======== SOURCE DOCUMENT

They all fall down!
How many times is Wall Street going to take a nose dive?
Years ago there used to be a certain respect for and loyalty to institutions. Large banks, investment houses, companies, government agencies, and the Church earned great allegiance because of the benefits that came from the institution: a sense of belonging, respect from valued people who held the institution in honor, a track record of doing good and attending to the people involved.
In our age of individualism more and more people are choosing to value their privacy and aloneness than, as in days of old, value the sense belonging and contributing to something grander than oneself. This drift away from institutions is exacerbated by so many institutional failures, be it in Wall Street, government, business, athletics, academia or the Church.
It’s popular today to say, “Oh, I believe in God but I don’t need the Church,” until some crisis hits when we do indeed need the Church! Maybe our present economic crisis will entice people to rethink such disdain for the Church. Our Catholic Church has lived through such times before, so we have some accumulated wisdom on how to survive in an anti-institutional era.

================
======== COLLECTED DATA

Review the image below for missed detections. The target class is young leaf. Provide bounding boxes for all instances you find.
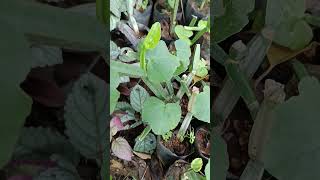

================

[WHAT THIS EXERCISE ASKS]:
1 – According to the essay on loyalty to institutions, which institutions once earned great allegiance?
2 – Write the next part of the essay on loyalty to institutions, picking up after its final sentence.
The listing is separate material and has no connection to the essay on loyalty to institutions.

[SET OF ANSWERS]:
1 – Large banks, investment houses, companies, government agencies, and the Church.

2 –
I suggest a bit of wisdom from Carlo Carretto, an Italian 20th century priest, mystic and writer, who articulates what, for many people today, will beautifully and honestly describe our love for the Church, especially in an age of crisis:
How much I must criticize you, my church, and yet how much I love you! You have made me suffer more than anyone and yet I owe more to you than to anyone. I should like to see you destroyed and yet I need your presence. You have given me much scandal and yet you alone have made me understand holiness. Never in this world have I seen anything more compromised, more false, yet never have I touched anything more pure, more generous or more beautiful. Countless times I have felt like slamming the door of my soul in your face - and yet, every night, I have prayed that I might die in your sure arms! No, I cannot be free of you, for I am one with you, even if not completely with you. Then too - where would I go? To build another church? But I could not build one without the same defects, for they are my defects. And again, if I were to build another church, it would be my church, not Christ's church. No, I am old enough, I know better. (Translation from Forgotten Among the Lilies – Learning To Love Beyond Our Fears, by Ronald Rolheiser)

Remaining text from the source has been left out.